-------- RECORDS TO PROCESS --------

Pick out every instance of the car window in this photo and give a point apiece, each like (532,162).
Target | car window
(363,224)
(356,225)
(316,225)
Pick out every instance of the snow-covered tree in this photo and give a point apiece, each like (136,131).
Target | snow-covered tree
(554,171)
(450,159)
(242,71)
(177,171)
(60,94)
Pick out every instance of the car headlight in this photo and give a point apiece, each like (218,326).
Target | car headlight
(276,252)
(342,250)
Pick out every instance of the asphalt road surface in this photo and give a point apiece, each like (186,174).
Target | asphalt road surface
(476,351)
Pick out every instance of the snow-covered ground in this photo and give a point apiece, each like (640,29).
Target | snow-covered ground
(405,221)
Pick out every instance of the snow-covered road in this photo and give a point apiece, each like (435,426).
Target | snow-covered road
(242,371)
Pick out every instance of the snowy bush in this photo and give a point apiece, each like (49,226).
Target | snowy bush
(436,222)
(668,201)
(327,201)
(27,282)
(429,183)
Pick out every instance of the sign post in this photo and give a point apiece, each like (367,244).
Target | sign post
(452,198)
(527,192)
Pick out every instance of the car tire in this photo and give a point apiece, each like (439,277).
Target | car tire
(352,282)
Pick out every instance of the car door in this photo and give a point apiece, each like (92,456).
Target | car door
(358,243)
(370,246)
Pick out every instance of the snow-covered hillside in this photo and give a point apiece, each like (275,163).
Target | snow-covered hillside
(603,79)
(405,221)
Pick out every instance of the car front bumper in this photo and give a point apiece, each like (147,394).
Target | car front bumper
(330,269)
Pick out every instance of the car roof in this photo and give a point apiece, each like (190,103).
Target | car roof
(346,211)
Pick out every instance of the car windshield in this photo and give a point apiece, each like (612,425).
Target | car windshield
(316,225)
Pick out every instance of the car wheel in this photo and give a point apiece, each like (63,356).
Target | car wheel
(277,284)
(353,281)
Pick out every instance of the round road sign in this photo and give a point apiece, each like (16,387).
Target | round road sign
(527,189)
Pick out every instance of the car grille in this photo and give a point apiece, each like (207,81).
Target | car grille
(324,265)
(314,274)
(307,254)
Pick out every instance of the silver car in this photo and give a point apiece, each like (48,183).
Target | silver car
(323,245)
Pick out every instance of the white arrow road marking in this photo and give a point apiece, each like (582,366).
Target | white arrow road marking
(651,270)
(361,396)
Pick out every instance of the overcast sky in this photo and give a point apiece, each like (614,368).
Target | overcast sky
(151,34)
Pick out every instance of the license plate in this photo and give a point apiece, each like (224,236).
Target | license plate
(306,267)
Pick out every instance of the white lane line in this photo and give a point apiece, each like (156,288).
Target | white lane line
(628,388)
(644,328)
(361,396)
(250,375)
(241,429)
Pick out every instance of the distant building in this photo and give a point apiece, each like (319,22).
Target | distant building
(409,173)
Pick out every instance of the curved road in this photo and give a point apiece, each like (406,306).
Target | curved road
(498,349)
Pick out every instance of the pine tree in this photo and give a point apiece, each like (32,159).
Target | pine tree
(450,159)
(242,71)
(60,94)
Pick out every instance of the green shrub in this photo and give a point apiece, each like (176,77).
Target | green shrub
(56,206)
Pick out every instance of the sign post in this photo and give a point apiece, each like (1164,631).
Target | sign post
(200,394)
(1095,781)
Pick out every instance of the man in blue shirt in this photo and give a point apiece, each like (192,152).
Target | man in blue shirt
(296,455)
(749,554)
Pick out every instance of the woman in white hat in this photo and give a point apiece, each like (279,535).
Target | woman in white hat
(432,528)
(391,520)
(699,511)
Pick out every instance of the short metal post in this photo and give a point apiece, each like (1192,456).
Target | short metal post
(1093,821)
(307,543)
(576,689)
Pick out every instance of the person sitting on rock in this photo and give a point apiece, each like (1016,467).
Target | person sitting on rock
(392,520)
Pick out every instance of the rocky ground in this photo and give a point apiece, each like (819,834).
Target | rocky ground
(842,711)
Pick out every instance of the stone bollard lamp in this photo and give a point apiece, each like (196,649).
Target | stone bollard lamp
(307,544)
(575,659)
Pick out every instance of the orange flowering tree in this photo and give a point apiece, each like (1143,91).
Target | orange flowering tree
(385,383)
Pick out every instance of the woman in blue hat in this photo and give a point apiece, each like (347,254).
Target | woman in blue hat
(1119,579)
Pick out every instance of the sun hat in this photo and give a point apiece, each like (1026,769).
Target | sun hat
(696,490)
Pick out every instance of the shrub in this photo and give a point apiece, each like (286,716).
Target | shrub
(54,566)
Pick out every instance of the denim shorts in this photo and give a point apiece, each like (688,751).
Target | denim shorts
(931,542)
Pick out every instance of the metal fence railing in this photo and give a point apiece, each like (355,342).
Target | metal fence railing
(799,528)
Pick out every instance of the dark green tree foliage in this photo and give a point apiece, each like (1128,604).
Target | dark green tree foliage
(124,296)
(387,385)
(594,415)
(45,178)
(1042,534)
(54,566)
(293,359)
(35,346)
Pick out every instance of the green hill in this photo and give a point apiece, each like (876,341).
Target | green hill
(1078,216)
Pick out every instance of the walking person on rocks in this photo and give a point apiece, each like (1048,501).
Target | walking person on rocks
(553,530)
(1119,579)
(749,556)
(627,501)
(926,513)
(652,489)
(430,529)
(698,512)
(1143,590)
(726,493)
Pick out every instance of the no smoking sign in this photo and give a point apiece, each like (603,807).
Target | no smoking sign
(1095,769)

--------

- [PROBLEM DESCRIPTION] Replace every "Pick out" in the records above with "Locate", and leave everything else unchanged.

- [EXERCISE RESPONSE]
Locate every instance of the car window in this photo and give a point apiece, each like (532,162).
Target | car window
(363,224)
(356,225)
(316,225)
Locate every instance of the snow-covered tree in this photo and give a point apiece, each like (136,131).
Target | snow-covered tree
(554,171)
(450,159)
(242,71)
(177,171)
(60,94)
Locate every instance of the car headlight in this photo and give a point apiece, each like (218,326).
Target | car headlight
(276,252)
(342,250)
Locate every instance of the asphalt road surface in this photo and give a point apiece, each like (186,174).
Target | asphalt road surface
(476,351)
Locate every instance of the snow-covered ground in this photo and give a point apiece, each like (640,29).
Target | snow-covered ground
(405,221)
Locate every instance of the snow-covered road in this photo and give a point apiece, each like (435,426).
Target | snow-covered road
(242,371)
Locate every instance of the snowy bush in this photo and give a point apiece, each like (49,226).
Target | snowy bush
(436,222)
(668,201)
(327,201)
(27,282)
(429,183)
Locate every instance of the sign post in this photo and give a point apiece, each like (367,244).
Target | sign post
(452,198)
(527,192)
Locate every instance of the car tire in this photo and give a point apiece, each like (439,277).
Target | car tire
(352,282)
Locate every instance of the car door in this photo and give a point apiece, each like (92,456).
Target | car door
(358,243)
(370,246)
Locate every instance of the snow-covered hillside in this photo and give a point apiece, each like (275,163).
Target | snow-covered hillside
(603,79)
(405,221)
Locate every instance of the car front bumper in this photo and give a point apiece, each like (147,394).
Target | car front bumper
(330,269)
Locate every instance of the car roof in this photo and give a point apiece, each like (190,103).
Target | car roof
(346,211)
Locate every instance of the car windshield in this photo and give a point apiece, each like (612,425).
Target | car windshield
(316,225)
Locate every instance of the car wheel in this photo and give a point apiece, each like (63,356).
Target | car wheel
(277,284)
(353,281)
Locate every instance of the round road sign in this photo and give a point apiece, each like (16,387).
Target | round road sign
(527,189)
Locate every instance of the car grille in this photo and give a point apiece, each like (207,81).
Target | car grille
(324,265)
(314,274)
(307,254)
Locate every instance of the silver car in this photo and give a point apiece, each like (48,183).
Target | silver car
(323,245)
Locate every instance of the white arrow road marking in this photo and give a point apiece, each like (582,366).
Target | white arrow road marking
(651,270)
(361,396)
Locate every instance of the overcast sky in this photo and give a point apiece, each like (614,368).
Target | overcast sky
(151,34)
Locate every instance of the license plate in this photo and give a point apiece, each like (224,236).
Target | license plate
(306,267)
Locate every instance of the white lane line in this photo and give a point apiece, each like (156,288).
Target | white lane line
(628,388)
(644,328)
(361,396)
(250,375)
(241,429)
Locate every instance of the distant building in this photo and give a point apiece, each like (319,22).
Target | distant building
(409,173)
Locate every instance of the curved road in this photo and give a point apiece, each like (406,306).
Target | curved road
(498,349)
Locate every instance of the pine tree in this photo and give a point apiece, each like (32,159).
Target | pine tree
(450,159)
(242,71)
(60,94)
Locate every instance of the green shrub in this photo and give a point apiece, each like (176,77).
Target | green shrub
(56,206)
Locate every instance of the sign post in this photo and give a point apiece, each like (1164,631).
Target | sign post
(200,394)
(1095,781)
Locate every instance of the man in blue shirt in this photo and give a point apiece, each like (192,152).
Target | man in blue shirt
(296,455)
(749,554)
Locate every instance of the woman in white hat in this photo and give a point apiece, each like (279,535).
Target | woman in white hat
(432,528)
(391,520)
(699,511)
Locate every instance of the short metal post in this photo and give a point apiece, each like (1192,456).
Target | short metal post
(1093,821)
(307,543)
(576,689)
Locate every instance of the person sitting on rock in this photo and give a point apiece, each like (1016,467).
Target | person sitting on rock
(392,520)
Locate every instance of the rocky ground in this photo and give a point apiece, each like (819,834).
Target | rocky ground
(842,711)
Locate every instance of the stone bollard lamp in this photo and give a point apiece, each like (196,649).
Target | stone bollard lamp
(307,544)
(575,659)
Locate every instance of the orange flowering tree in this photo and give a point apiece, each like (1143,91).
Target | orange flowering tree
(385,383)
Locate every instance of the woman in blue hat in this photo and give a point apiece, each like (347,254).
Target | woman in blue hat
(1119,579)
Locate every instance of the sun hat in this photo and give a point apiece, each like (1026,769).
Target | sun hat
(696,490)
Locate every instance of the shrub in this photo and give a point apiece, each like (286,716).
Target | shrub
(54,566)
Locate every instance of the denim shorts in this photo and give a point apiece, each like (688,751).
Target | denim shorts
(931,542)
Locate every instance of the metal fence railing in this photo and give a point apiece, each like (355,342).
Target | metal fence railing
(799,528)
Locate every instance of the dark green tree foliage in this photo and give a point apiece, each like (1128,604).
Target | dark green tree foliage
(124,296)
(387,385)
(594,415)
(45,178)
(1042,534)
(54,566)
(293,359)
(35,346)
Locate every instance of the green hill in this photo and give a point apiece, each like (876,341).
Target | green hill
(1078,216)
Locate every instance of the walking person on rocks in this photo and give a point apiece, each like (1048,501).
Target | walking person on rocks
(553,530)
(1119,579)
(749,556)
(627,501)
(926,513)
(652,489)
(430,529)
(698,512)
(1143,590)
(726,493)
Locate every instance of the no smoking sign in this photo and give a point apiece, each like (603,807).
Target | no smoking sign
(1095,769)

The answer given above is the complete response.